The answer is to be an exact copy of the lines below running from the line with "Find the woman's" down to the line with "Find the brown", both ends included, and nothing more.

SUPPLIED RECORDS —
########################################
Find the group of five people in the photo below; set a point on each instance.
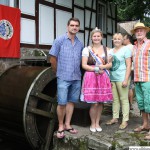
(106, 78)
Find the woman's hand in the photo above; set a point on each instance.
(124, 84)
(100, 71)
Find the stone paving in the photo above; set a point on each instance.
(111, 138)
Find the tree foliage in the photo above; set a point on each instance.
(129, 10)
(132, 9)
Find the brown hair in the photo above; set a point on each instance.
########################################
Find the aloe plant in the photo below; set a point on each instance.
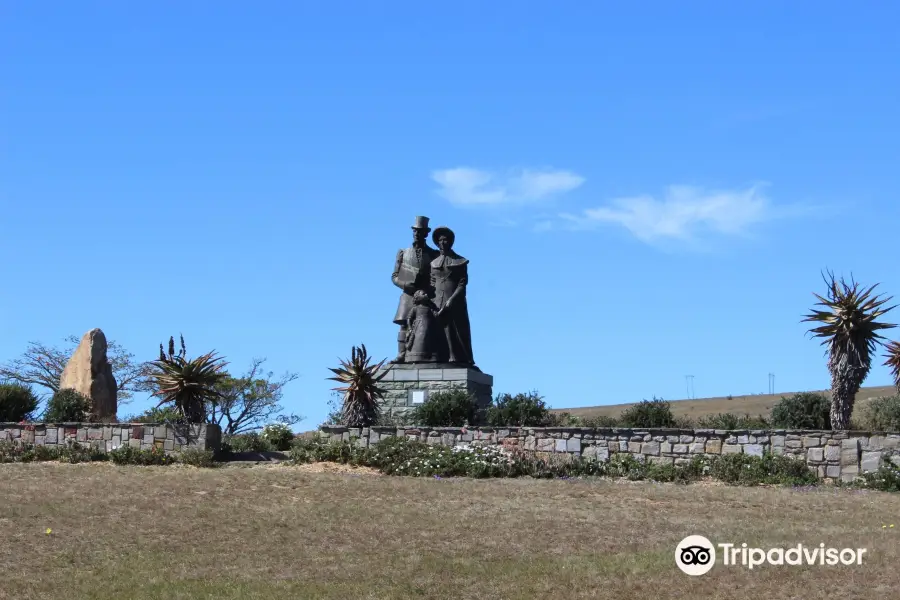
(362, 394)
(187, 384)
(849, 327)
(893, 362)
########################################
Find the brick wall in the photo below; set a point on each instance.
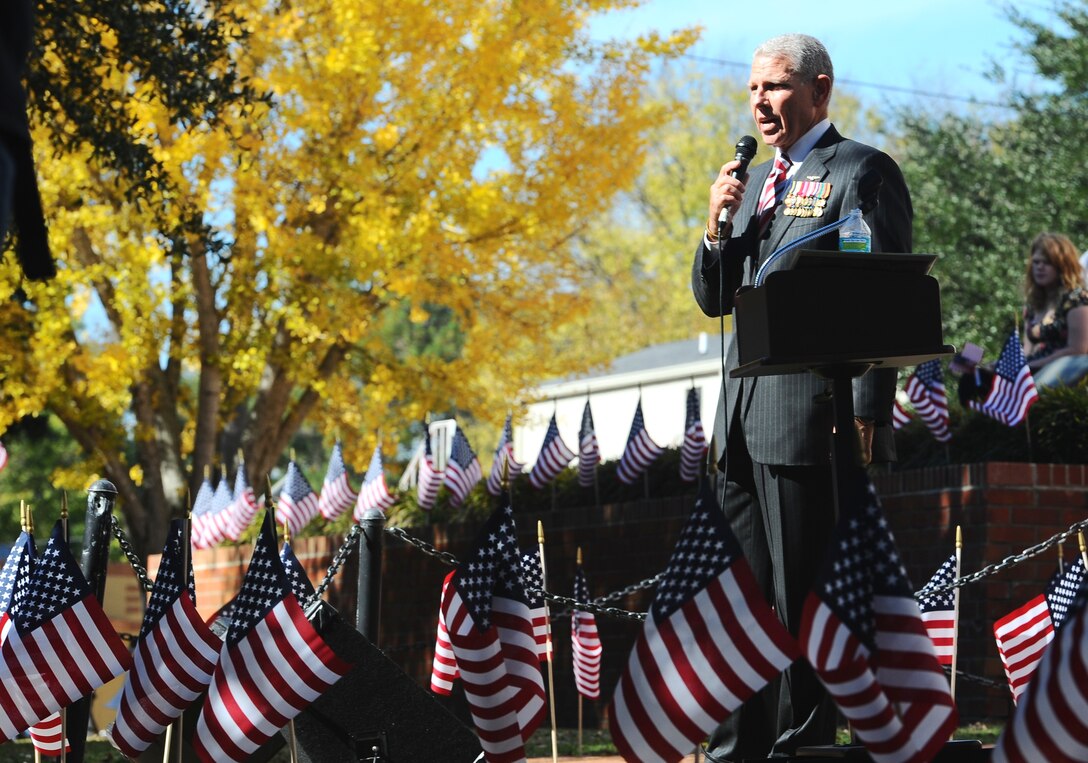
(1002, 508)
########################################
RESULT BELOW —
Find the woman's hand in the photo above; set a point on each instance.
(124, 84)
(100, 71)
Find the stone paving in the photo above; set a point on each instance.
(111, 138)
Find the tree foliage in the photo above; set a point on each instance.
(129, 10)
(132, 9)
Find the brown hair in the photo above; set a point on each instance.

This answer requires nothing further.